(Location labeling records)
###

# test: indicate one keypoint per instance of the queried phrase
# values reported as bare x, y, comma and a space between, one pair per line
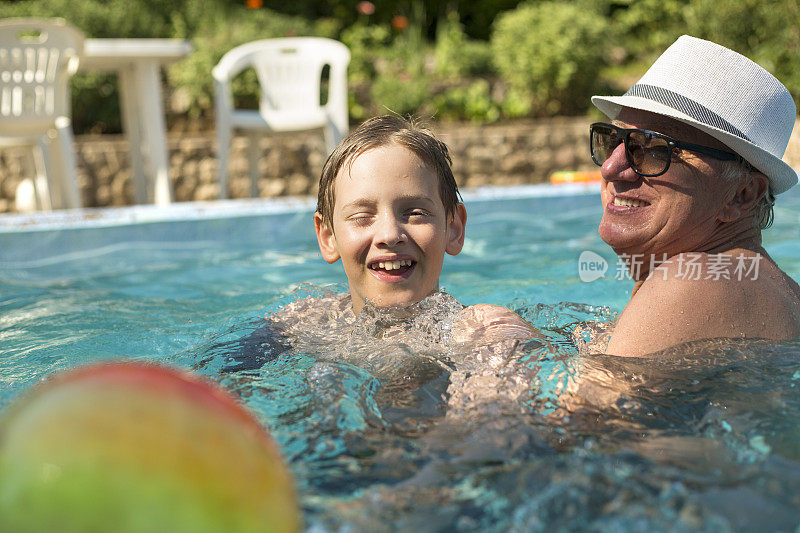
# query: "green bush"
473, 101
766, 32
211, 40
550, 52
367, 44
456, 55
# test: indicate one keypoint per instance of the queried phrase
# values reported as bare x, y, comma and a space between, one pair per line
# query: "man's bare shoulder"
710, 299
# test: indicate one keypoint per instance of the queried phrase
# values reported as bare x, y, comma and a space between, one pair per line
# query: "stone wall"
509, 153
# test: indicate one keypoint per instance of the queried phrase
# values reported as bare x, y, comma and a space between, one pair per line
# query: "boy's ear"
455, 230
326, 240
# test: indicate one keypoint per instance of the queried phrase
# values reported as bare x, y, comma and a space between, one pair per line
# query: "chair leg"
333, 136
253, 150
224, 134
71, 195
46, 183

###

**TASK TO CARRY OUT**
Express the records above as a two-column CSV with the header "request" and "answer" and one row per request, putting each request's text and its answer in a single quoted field with line breaks replaced by spaces. Cover every record and leave the pictures out.

**RESPONSE TO THE EXERCISE**
request,answer
"# test: indicate one keypoint per instance of the queried phrase # values reported as bare x, y, comma and a space between, one pair per line # query: ""green bush""","473, 101 766, 32 211, 40 550, 52 367, 44 456, 55"
"# test: indicate one keypoint per instance of the queried phrase # values reported as bare x, y, comma and a space between, one pair per line # query: ""man's bare shoulder""","710, 299"
"# test: indicate one keypoint per instance of the queried phrase # values reported as bare x, y, comma and a space between, one pair per line # query: ""stone wall""","509, 153"
"# test: indicate one keypoint per instance of the queried phrase # values reported as bare x, y, comma and a space between, one pair per line # query: ""boy's ear""","455, 230 326, 240"
"# test: indicate one keypoint per instance of the queried phrase # values reported as bare x, y, comma and a space between, one pair per line # query: ""chair leg""","333, 136 253, 150 224, 134 71, 195 46, 183"